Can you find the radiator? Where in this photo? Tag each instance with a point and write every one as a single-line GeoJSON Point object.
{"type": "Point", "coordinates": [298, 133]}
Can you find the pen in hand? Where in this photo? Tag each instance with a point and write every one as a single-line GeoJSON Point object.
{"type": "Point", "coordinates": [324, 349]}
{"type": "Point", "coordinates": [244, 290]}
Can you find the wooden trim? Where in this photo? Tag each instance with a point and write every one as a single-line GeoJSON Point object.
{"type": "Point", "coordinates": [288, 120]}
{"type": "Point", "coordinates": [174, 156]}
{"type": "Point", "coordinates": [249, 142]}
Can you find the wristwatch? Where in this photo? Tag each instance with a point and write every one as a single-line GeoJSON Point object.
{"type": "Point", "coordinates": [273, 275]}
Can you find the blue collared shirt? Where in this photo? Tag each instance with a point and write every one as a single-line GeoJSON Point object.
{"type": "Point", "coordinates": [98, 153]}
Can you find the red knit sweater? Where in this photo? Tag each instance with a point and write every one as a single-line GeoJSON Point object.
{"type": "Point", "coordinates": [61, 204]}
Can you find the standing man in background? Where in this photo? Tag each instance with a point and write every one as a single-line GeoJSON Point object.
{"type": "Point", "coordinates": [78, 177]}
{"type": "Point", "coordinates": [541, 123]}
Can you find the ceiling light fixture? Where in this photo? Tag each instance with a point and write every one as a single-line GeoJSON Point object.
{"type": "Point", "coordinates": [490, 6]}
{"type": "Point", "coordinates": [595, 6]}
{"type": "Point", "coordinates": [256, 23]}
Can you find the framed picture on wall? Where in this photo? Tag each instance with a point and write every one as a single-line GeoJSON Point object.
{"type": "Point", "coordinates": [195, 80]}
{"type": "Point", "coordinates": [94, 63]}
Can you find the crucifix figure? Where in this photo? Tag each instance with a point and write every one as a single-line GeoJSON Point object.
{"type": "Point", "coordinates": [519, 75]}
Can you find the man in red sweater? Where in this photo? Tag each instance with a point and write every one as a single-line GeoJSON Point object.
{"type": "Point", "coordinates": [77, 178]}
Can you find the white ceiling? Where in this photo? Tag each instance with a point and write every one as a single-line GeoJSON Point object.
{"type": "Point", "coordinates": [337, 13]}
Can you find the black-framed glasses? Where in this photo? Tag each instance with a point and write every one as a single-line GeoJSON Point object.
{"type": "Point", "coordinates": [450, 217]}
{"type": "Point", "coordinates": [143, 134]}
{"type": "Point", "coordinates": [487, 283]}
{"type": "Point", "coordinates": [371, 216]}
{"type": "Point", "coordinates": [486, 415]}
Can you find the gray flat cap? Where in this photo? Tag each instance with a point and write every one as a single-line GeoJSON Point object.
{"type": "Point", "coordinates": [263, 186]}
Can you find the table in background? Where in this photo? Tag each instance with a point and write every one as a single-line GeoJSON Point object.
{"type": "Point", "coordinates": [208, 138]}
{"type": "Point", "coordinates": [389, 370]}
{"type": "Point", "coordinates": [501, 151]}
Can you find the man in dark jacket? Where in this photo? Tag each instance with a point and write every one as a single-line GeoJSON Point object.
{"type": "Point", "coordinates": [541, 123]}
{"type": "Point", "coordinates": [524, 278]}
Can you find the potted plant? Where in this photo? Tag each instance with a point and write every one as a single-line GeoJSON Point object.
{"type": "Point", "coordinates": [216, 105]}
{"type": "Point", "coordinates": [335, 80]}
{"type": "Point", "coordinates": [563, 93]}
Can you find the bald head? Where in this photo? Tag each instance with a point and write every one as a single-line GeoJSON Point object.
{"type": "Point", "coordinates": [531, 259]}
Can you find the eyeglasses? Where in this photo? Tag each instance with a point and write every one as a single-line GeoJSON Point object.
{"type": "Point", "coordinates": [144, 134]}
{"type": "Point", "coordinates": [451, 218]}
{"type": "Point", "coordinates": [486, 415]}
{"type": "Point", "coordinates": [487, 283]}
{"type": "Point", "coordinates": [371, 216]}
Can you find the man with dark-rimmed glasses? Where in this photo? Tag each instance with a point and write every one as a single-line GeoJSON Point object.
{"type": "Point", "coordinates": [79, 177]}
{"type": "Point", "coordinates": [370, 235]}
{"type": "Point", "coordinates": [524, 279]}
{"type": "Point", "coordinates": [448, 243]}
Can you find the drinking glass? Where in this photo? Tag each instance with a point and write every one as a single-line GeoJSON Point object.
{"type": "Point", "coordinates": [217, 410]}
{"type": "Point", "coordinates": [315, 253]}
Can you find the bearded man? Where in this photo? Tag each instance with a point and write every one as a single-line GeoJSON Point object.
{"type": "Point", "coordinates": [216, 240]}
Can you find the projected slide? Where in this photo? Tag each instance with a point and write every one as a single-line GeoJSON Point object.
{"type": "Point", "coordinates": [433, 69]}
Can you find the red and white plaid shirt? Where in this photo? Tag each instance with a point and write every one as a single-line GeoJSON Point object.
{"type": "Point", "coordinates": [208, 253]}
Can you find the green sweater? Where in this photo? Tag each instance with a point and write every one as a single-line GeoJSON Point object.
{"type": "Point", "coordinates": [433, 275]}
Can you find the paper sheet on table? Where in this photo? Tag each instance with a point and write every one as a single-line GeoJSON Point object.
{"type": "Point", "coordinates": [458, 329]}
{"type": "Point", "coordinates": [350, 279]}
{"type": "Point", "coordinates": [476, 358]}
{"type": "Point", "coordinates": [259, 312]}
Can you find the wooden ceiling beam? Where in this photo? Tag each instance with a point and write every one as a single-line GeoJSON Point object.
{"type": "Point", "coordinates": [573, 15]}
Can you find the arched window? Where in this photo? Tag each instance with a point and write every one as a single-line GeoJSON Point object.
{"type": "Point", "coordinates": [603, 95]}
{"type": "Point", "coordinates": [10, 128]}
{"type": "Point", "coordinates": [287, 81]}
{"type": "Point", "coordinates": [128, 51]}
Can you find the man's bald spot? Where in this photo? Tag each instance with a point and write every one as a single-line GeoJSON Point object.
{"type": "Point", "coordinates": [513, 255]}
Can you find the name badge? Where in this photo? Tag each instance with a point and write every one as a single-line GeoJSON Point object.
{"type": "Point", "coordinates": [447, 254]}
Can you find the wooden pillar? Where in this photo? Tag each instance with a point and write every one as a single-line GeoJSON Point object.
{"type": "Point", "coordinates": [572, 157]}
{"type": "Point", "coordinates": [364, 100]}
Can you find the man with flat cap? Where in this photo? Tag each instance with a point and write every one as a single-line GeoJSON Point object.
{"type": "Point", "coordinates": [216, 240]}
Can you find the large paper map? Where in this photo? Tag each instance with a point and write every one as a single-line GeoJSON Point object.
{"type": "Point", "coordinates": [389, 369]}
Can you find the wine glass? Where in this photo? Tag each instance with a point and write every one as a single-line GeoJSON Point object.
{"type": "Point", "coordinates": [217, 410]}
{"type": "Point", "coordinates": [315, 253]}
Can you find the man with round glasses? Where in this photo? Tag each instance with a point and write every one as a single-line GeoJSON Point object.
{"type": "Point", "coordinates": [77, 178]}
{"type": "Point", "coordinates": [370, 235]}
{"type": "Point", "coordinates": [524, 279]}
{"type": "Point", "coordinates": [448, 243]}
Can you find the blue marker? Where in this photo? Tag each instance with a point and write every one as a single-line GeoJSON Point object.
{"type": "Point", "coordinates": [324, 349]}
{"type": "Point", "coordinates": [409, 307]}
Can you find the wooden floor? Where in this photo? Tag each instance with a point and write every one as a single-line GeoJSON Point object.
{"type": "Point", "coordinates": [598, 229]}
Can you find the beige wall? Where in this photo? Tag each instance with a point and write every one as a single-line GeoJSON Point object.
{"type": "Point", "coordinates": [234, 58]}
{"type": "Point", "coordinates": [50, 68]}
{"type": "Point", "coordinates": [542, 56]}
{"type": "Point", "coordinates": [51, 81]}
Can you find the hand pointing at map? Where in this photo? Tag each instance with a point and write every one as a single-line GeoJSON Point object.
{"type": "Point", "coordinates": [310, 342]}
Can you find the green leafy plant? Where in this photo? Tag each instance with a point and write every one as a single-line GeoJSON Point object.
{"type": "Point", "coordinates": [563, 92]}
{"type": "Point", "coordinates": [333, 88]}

*EXERCISE INSTRUCTIONS*
From the line holding "Can you find the green leafy" through the last line above, reproduce each line exactly and add nothing.

*TASK ANSWER*
Can you find the green leafy plant? Where in this photo? Tag each instance with a point and write every one as a single-line GeoJSON Point object.
{"type": "Point", "coordinates": [563, 92]}
{"type": "Point", "coordinates": [333, 88]}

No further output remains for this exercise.